- **Given request**
Count the lines in the data below that contain the word "gravel". Reply with that number alone.
------------------------------------------------
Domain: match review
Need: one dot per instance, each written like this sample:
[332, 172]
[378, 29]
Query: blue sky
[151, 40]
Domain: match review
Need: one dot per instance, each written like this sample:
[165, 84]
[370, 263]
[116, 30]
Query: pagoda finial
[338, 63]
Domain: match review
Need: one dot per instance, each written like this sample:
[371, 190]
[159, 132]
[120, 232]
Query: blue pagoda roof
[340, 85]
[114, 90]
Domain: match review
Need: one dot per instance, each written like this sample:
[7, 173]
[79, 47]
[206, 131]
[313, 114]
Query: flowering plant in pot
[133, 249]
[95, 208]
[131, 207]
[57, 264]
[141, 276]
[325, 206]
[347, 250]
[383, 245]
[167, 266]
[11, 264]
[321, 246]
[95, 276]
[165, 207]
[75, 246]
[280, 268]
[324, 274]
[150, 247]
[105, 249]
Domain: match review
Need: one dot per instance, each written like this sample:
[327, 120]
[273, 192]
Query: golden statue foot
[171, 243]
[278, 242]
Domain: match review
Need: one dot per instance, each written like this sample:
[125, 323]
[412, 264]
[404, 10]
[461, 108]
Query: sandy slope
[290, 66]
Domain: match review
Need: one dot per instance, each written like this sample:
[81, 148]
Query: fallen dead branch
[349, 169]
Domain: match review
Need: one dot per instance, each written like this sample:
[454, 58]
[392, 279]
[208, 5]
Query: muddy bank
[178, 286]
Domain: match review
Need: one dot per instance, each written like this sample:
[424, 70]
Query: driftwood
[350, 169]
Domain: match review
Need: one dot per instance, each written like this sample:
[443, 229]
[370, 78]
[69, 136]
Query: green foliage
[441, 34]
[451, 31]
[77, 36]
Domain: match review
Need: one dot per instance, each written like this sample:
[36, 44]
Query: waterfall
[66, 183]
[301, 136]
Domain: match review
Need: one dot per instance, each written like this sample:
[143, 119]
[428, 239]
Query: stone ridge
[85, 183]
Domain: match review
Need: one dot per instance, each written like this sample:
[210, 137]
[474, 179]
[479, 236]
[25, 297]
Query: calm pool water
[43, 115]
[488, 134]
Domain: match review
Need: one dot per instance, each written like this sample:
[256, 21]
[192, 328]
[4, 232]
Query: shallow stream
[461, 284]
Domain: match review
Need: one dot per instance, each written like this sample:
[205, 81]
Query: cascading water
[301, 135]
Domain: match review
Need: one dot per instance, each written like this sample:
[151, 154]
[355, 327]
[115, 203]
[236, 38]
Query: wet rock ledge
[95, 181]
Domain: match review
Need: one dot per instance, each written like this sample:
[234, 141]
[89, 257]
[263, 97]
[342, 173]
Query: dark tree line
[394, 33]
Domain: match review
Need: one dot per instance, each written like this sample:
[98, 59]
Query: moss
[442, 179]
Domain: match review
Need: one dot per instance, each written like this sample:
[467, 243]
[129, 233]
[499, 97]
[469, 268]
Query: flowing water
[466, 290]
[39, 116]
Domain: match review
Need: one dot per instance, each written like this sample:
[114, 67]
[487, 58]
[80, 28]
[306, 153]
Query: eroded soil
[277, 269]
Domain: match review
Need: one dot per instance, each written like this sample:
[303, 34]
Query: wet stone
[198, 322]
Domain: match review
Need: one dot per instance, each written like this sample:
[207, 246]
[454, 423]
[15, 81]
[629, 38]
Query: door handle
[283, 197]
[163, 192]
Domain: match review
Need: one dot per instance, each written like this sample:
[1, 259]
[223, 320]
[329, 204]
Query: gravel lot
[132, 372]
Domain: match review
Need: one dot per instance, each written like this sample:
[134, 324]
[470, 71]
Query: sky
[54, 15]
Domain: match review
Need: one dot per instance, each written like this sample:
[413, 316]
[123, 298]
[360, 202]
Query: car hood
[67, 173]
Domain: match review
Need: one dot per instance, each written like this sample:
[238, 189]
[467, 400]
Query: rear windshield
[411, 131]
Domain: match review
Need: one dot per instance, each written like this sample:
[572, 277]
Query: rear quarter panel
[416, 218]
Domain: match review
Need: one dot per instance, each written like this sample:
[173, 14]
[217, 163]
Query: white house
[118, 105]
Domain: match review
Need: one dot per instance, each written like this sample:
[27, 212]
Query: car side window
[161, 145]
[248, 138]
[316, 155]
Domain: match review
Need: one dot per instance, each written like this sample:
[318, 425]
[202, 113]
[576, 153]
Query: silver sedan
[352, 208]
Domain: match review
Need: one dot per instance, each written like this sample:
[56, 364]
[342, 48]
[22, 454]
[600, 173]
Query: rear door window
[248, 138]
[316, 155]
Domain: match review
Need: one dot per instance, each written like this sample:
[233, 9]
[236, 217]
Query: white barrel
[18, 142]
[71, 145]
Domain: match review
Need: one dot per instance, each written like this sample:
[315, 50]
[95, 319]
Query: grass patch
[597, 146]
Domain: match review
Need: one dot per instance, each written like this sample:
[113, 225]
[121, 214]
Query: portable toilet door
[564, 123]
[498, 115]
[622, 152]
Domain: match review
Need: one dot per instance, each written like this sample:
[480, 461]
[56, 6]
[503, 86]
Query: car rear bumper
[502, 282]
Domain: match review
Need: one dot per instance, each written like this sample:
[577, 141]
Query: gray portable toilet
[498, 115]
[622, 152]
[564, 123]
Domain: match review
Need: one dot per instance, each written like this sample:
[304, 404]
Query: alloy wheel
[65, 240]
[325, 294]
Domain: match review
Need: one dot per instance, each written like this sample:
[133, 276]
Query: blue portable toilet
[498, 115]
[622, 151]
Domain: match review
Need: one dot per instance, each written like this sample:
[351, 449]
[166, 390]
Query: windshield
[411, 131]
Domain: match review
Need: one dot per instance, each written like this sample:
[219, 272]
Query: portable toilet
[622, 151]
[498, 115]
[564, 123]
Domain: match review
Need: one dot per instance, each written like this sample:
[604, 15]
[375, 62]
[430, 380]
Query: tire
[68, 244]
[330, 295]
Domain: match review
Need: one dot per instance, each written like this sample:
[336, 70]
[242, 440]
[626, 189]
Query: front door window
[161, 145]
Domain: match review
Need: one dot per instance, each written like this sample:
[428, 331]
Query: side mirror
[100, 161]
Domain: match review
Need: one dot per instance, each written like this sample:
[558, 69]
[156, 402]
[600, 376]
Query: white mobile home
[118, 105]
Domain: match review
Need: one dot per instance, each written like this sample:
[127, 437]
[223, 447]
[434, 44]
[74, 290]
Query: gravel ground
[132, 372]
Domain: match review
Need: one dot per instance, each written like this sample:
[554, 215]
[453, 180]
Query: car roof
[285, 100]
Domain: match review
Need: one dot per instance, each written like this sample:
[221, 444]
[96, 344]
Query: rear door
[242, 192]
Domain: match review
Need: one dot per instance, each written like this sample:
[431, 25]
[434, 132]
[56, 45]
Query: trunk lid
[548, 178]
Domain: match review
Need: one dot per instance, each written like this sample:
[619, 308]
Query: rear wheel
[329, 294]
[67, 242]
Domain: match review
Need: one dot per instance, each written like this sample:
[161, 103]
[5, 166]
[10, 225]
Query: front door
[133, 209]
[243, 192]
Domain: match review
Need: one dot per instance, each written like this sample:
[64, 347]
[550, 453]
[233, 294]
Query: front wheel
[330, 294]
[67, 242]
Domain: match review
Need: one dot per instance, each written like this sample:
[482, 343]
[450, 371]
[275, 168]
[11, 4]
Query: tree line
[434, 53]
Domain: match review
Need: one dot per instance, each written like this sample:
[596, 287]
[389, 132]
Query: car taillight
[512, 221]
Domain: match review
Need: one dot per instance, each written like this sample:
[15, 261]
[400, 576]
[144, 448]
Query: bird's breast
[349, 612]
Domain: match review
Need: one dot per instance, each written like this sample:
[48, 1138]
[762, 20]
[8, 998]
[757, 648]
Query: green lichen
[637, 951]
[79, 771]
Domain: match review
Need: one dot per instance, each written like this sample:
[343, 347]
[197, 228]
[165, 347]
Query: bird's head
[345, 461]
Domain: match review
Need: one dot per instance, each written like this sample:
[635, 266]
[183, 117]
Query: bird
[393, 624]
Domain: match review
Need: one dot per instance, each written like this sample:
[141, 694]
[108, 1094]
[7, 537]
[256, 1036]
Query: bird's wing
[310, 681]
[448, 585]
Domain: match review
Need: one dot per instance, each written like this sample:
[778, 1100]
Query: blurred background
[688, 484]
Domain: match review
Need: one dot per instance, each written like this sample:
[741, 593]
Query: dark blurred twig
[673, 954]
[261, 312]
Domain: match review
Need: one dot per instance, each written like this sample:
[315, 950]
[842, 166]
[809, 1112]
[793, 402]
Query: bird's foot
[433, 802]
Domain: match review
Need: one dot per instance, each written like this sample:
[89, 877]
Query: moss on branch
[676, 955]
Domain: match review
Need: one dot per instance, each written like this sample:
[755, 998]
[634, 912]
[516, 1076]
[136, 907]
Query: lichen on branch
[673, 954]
------------------------------------------------
- **Final answer**
2